Data records
▶

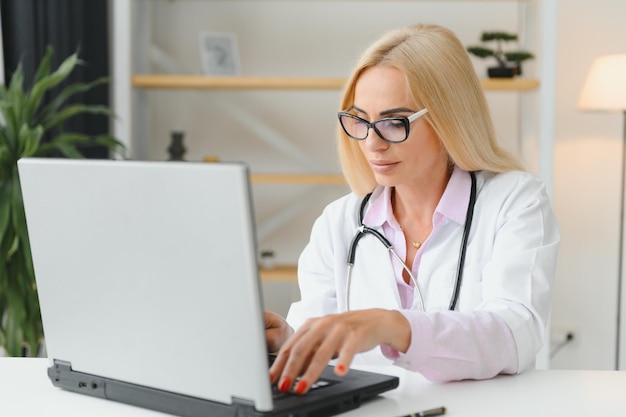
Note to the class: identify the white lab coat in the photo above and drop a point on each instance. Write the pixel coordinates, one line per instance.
(509, 266)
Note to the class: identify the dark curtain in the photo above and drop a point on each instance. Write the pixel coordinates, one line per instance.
(29, 26)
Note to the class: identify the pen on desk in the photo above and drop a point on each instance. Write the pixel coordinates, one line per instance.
(428, 413)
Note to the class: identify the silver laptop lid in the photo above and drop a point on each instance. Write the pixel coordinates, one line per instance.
(147, 273)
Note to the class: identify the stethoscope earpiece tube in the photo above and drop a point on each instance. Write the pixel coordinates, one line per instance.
(468, 225)
(363, 230)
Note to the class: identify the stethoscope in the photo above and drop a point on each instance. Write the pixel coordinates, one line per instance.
(363, 230)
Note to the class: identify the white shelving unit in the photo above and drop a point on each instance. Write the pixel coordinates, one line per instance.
(134, 82)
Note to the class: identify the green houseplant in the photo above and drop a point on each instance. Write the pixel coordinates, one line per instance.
(509, 63)
(25, 118)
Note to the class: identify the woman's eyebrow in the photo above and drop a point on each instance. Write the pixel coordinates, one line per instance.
(384, 112)
(396, 110)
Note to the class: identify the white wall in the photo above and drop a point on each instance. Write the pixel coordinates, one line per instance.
(587, 188)
(322, 39)
(290, 38)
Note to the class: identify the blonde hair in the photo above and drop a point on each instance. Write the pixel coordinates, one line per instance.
(442, 79)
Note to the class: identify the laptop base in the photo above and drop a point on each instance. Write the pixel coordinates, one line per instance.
(63, 376)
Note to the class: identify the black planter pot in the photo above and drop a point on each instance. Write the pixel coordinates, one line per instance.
(502, 72)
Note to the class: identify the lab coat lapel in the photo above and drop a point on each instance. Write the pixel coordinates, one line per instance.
(373, 283)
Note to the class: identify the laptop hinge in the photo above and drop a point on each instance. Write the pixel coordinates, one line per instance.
(243, 407)
(62, 376)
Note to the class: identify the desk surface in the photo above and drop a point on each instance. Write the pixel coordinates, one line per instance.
(26, 391)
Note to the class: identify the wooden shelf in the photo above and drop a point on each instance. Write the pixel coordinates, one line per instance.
(280, 273)
(161, 81)
(514, 84)
(235, 83)
(297, 179)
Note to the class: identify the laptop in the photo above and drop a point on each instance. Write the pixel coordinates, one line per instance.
(149, 289)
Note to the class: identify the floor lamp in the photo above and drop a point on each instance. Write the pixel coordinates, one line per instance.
(605, 90)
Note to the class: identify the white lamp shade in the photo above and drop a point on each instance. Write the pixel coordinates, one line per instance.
(605, 86)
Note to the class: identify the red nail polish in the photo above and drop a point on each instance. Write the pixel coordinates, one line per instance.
(301, 387)
(284, 385)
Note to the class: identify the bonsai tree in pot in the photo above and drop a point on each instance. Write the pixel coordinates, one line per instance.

◀

Exercise goal:
Output the entries above exactly, without their pictures.

Response to this exercise:
Note to the class: identify the white lab coat in the photo above and drop a point on each instance. Write the pixel coordinates, one line per instance.
(509, 266)
Note to the class: identify the dark curtain in the photo above and drop a point on each instance. Write the pixel coordinates, one line per instance.
(29, 26)
Note to the class: identify the pen on desk in the photo above and drop a point on each instance. Write the pixel coordinates, one line per instance.
(428, 413)
Note to the class: identify the silver laptop lid in the photo above and drop a point on each instance. Write the pixel coordinates, one line per instance.
(147, 273)
Note to the class: identify the stethoscope earpiece tube in the photo above and drop a point on each instance. Write the pixel coordinates, one line per instance.
(468, 225)
(363, 230)
Note to the class: identify the stethoscope in the photo above and drop a point on each instance. Write the pixel coordinates, one line per instance.
(363, 230)
Note to the class: identify the white shelving unit in the photo above and drop a point on each instance. Write the pixel coordinates, one line per instance.
(134, 82)
Note to the class: identify the green houseplant in the photo above and drop a point on each instance. Write the pixel coordinates, one line per instance.
(509, 63)
(25, 118)
Note to the class: identify the woman's eyebrow in the photo above and drop a point on each instance. Write the pixel coordinates, one line per instance.
(384, 112)
(396, 110)
Note to the class: identify the white wall in the photo above and drop a point on each instance. Write the pixel coordinates, one line per instance.
(587, 188)
(322, 39)
(290, 38)
Note to the class: identify the blonde hair in the photo above and drop a point on each instance. Write the pixel coordinates, one line per instance.
(442, 79)
Note to the class: identify the laptop base in the photo above and drop a point on each instance. Write the pixel coordinates, one line per instance.
(63, 376)
Note to the class: identify the black planter pot in the photo above and drop a point on each instance. Write the pixel coordinates, one line per instance.
(502, 72)
Note to the class: identify the lab coat lapel in the photo above and drop a point on each instance. Write the pixel coordinates, one line per instance.
(373, 283)
Note to the class: identify the laptop hinge in the photo above and drop a point on each instance. Write the pixel coordinates, one line per instance.
(243, 407)
(62, 376)
Note to the class: identify the desk surface in the photo above and drop a point on each instance. Write the pixel coordinates, one line per instance.
(26, 391)
Note to the class: identify the wooden shelf in the photo above and drop a point on each instance. Write the pixel coordinates, one line per instance.
(280, 273)
(161, 81)
(514, 84)
(235, 83)
(297, 179)
Note to the class: identify the laptop in the photo above and drop a point on each instance. Write the pixel coordinates, one line per instance.
(149, 289)
Note to the class: identify the floor lamp in the photo above and drop a point on each instance. Write the pixel coordinates, one line per instance.
(605, 90)
Note to the class: identify the white lamp shade in the photo above and drop a point on each instance. Write the pixel coordinates, one line per instance.
(605, 86)
Note to the class: identify the red nail polish in the photo above and drop a point on each instance. Write the pixel coordinates, one line per instance.
(301, 387)
(284, 385)
Note to the class: identify the bonsai tree in pot in the photo above and drop a point on each instance. Write the pixel coordinates, one line per instance.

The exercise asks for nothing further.